__What is being asked__: Repeat the material below word for word and leave out all pictures.

Collected data
_ _ _ _

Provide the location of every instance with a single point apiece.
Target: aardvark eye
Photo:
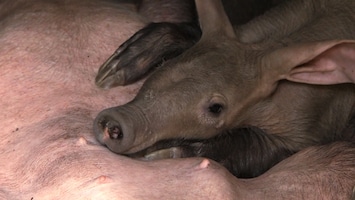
(215, 108)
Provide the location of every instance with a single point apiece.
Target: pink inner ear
(334, 66)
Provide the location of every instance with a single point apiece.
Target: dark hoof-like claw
(145, 50)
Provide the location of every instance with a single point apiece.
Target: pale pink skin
(48, 100)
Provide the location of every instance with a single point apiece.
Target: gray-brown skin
(48, 101)
(137, 57)
(221, 84)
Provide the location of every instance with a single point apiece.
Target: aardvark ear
(214, 21)
(321, 63)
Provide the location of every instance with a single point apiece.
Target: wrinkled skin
(49, 51)
(187, 98)
(202, 93)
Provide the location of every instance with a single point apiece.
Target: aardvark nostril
(112, 129)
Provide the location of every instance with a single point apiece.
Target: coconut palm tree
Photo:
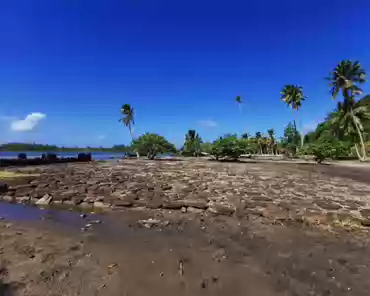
(258, 137)
(128, 119)
(347, 119)
(293, 96)
(239, 101)
(272, 141)
(192, 143)
(346, 78)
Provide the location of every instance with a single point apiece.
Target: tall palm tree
(258, 137)
(346, 78)
(239, 101)
(293, 96)
(128, 119)
(272, 141)
(345, 123)
(193, 142)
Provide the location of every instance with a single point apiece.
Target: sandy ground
(141, 251)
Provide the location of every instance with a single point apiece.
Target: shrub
(229, 147)
(22, 156)
(152, 144)
(329, 149)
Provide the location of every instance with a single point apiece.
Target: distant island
(23, 147)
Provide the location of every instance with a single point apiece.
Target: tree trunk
(363, 150)
(132, 139)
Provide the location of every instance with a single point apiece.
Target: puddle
(20, 212)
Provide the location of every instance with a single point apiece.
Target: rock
(199, 204)
(3, 187)
(45, 200)
(173, 205)
(365, 213)
(220, 209)
(219, 255)
(8, 198)
(122, 203)
(194, 210)
(23, 199)
(99, 204)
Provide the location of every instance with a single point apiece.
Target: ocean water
(33, 154)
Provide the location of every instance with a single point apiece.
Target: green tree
(346, 78)
(239, 101)
(258, 140)
(228, 148)
(293, 96)
(272, 140)
(152, 144)
(290, 140)
(128, 120)
(206, 147)
(345, 123)
(192, 143)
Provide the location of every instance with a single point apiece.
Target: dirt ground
(142, 251)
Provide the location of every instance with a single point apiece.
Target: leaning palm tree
(293, 96)
(347, 119)
(128, 119)
(272, 141)
(239, 101)
(346, 78)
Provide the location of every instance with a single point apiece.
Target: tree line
(344, 132)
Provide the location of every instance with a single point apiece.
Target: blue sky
(70, 65)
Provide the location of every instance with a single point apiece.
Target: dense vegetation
(21, 147)
(344, 133)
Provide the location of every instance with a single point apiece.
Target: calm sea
(33, 154)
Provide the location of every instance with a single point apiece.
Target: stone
(45, 200)
(23, 199)
(99, 204)
(220, 209)
(199, 204)
(8, 198)
(328, 205)
(122, 203)
(365, 213)
(173, 205)
(3, 187)
(194, 210)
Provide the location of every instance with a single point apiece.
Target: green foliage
(291, 138)
(152, 144)
(24, 147)
(206, 147)
(228, 148)
(192, 145)
(293, 96)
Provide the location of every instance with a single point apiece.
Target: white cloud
(28, 123)
(208, 123)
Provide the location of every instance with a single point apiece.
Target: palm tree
(345, 121)
(293, 96)
(346, 77)
(272, 141)
(239, 101)
(193, 142)
(258, 137)
(128, 119)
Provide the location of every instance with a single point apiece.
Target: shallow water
(20, 212)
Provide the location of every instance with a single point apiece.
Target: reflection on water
(20, 212)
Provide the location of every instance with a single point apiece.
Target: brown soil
(260, 249)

_ _ _ _

__Response__:
Provide the location of every instance with a single point apiece.
Target: aardvark eye
Photo:
(215, 108)
Provide the location of every instance with a single point apiece.
Target: pink inner ear
(334, 66)
Provide the location of every instance with a single point apiece.
Target: dark hoof-like claw
(145, 50)
Provide the location of every instance with a single point apiece.
Target: pale pink skin
(48, 100)
Provide the location of every instance with a single point apiece.
Target: gray-brown skin
(48, 101)
(137, 57)
(221, 84)
Provide the location of every instance with a single point apiece.
Target: aardvark ear
(214, 21)
(321, 63)
Provide the location of every instance with a single point apiece.
Target: wrinkled skin
(49, 51)
(187, 98)
(202, 93)
Provide the location of every instance with a single point apiece.
Target: aardvark nostril
(112, 129)
Provide the location of every instance with a single point apiece.
Target: coconut palm tree
Photo:
(258, 137)
(128, 119)
(347, 119)
(293, 96)
(239, 101)
(272, 141)
(192, 143)
(346, 78)
Provide the location of every instance with a single point apiece.
Target: tall palm tree
(258, 137)
(346, 78)
(239, 101)
(293, 96)
(128, 119)
(272, 141)
(345, 123)
(193, 142)
Provide the location of every instance with a single point apiece.
Target: sandy ground
(141, 251)
Provide the location of every instance with a single point apiece.
Target: shrub
(229, 147)
(22, 156)
(152, 144)
(329, 149)
Provide the location of every instance with a single point apiece.
Target: distant island
(23, 147)
Provide the location of every instance with a single point apiece.
Target: tree trunk
(363, 150)
(132, 139)
Provide the location of every instance with a single point apiece.
Target: puddle
(20, 212)
Provide the location of every instance with a single point apiece.
Target: rock
(199, 204)
(3, 187)
(45, 200)
(173, 205)
(365, 213)
(220, 209)
(219, 255)
(8, 198)
(122, 203)
(194, 210)
(23, 199)
(99, 204)
Provide the location of every instance with a single point apiece.
Target: ocean water
(33, 154)
Provide the location of every instance with a single point apiece.
Target: green tree
(346, 78)
(239, 101)
(258, 140)
(228, 148)
(293, 96)
(272, 140)
(152, 144)
(290, 140)
(128, 120)
(206, 147)
(345, 123)
(192, 143)
Provide the location of every instance with a single point apiece.
Target: dirt ground
(142, 251)
Provide the location of every instance with a single point apiece.
Target: leaning palm tree
(293, 96)
(347, 119)
(128, 119)
(272, 141)
(239, 101)
(346, 78)
Provide the location of every instance with a single point apiece.
Target: tree line
(344, 132)
Provide the location of every instance with a single point apiece.
Target: blue sky
(70, 65)
Provide the location of every instance with a single point apiece.
Target: dense vegetation
(21, 147)
(344, 133)
Provide the location of every instance with a single point apiece.
Target: calm sea
(33, 154)
Provide the location of every instance with a single point apiece.
Target: stone
(45, 200)
(23, 199)
(99, 204)
(220, 209)
(199, 204)
(8, 198)
(328, 205)
(122, 203)
(365, 213)
(173, 205)
(3, 187)
(194, 210)
Provide the location of every instance with a single point apiece.
Target: green foliage
(291, 138)
(152, 144)
(24, 147)
(206, 147)
(228, 148)
(192, 145)
(293, 96)
Provide the location of every instance with a single point apiece.
Target: white cloud
(28, 123)
(208, 123)
Provide the location of every instance with a single point apiece.
Target: palm tree
(345, 121)
(293, 96)
(346, 77)
(272, 141)
(239, 101)
(193, 142)
(258, 137)
(128, 119)
Provide the location of every instance with a single point apiece.
Target: shallow water
(20, 212)
Provide the location of every instance with a single point apiece.
Target: reflection on water
(20, 212)
Provide the location of every instance with a single point apiece.
Target: brown soil
(260, 249)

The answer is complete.